▶ _PROVIDED PASSAGE_
Mrs Gandhi is using one technique to involve all her students in questions. There are other techniques which you might like to try. One technique is to allow all of the students one or two minutes to write down their answer to the question. Then ask particular students or ask for volunteers to offer the answer. Another technique is to wait for a few seconds after asking the question. Both of these techniques give students time to think and to evaluate. Then your students’ answers are likely to be longer and more thoughtful. It also means that all students have the chance to think about the answer rather than the few that always put their hand up.

3 Encouraging students to ask questions

There are two main reasons why students need to learn to ask questions. Firstly, if they don’t understand the work and need help, it is important that they have the confidence to ask you or to ask a classmate. Feeling that it is OK to ask and being able to formulate a question are equally important.

Secondly, in order to become active members of a democratic society they need to be able to interpret data, question its validity and challenge assertions that people make.

Case Study 2: Asking questions

Mr Singh asks his students to make up some questions.

When I reach the end of a topic, I usually ask my students if they understand everything and if anyone has any questions. I always get the response ‘Yes, we understand’, and very few students have ever asked me a question. However, when it comes to the test, they never do as well as I had hoped and it is obvious that there are a significant number who don’t understand some of the concepts. I decided that I need to do something about this.

When I finished the topic ‘Why do we fall ill?’, I decided to adopt a different approach. For homework, instead of doing the questions at the end of the chapter, I asked them to make up a test for their classmates. Everyone had to devise five questions. I also asked them to separately make a note of any questions that they wanted to ask about the topic.

The next day I arranged them in groups of four. I arranged the groups so that students of similar attainment levels were together. Each group had to work through each person’s questions (making 20 in total). I concentrated on supporting the groups of weaker students but I found that they had devised some good questions at an appropriate level. If a group finished early, I asked them to think of extra questions around any areas they needed help with.

In the last ten minutes of the lesson, I set them the task of answering the questions at the end of the chapter. As they did this, I went around and answered any questions that the students were still unsure about.

Pause for thought

What steps can you take to make sure that your students feel able to ask questions?

It is important that students feel confident to ask questions. You need to create the time and opportunity for them to ask questions, and must respond carefully. Tell them that it is a good question and you are pleased that they have asked. Explain the answer as clearly as you can, maybe finishing with a follow-up question that will demonstrate if they really have understood. If you can create a supportive and friendly atmosphere, students will find it easier to ask questions.

▶ _RECORDS PROVIDED_
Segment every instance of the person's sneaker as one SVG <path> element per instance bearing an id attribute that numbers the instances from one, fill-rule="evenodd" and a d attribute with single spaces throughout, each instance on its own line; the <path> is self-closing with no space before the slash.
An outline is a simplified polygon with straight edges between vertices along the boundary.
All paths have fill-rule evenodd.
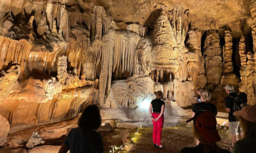
<path id="1" fill-rule="evenodd" d="M 159 148 L 159 149 L 163 149 L 164 148 L 164 147 L 163 146 L 163 145 L 156 145 L 156 147 L 157 148 Z"/>

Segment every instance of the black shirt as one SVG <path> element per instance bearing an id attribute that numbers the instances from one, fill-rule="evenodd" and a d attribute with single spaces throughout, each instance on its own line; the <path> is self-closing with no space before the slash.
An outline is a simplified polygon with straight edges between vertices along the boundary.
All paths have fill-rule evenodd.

▶ _REQUIRED TASKS_
a - Answer these questions about the passage on classroom questioning:
(i) Besides having students write down their answer, what other technique does the passage suggest for giving students time to think?
(ii) How many questions did each of Mr Singh's students have to devise for homework?
(iii) How many students did Mr Singh put in each group?
b - Extract everything in the passage on classroom questioning from "Secondly, in order" down to "up some questions.", copying it word for word.

▶ _ANSWER SET_
a -
(i) Waiting for a few seconds after asking the question.
(ii) Five.
(iii) Four.

b -
Secondly, in order to become active members of a democratic society they need to be able to interpret data, question its validity and challenge assertions that people make.

Case Study 2: Asking questions

Mr Singh asks his students to make up some questions.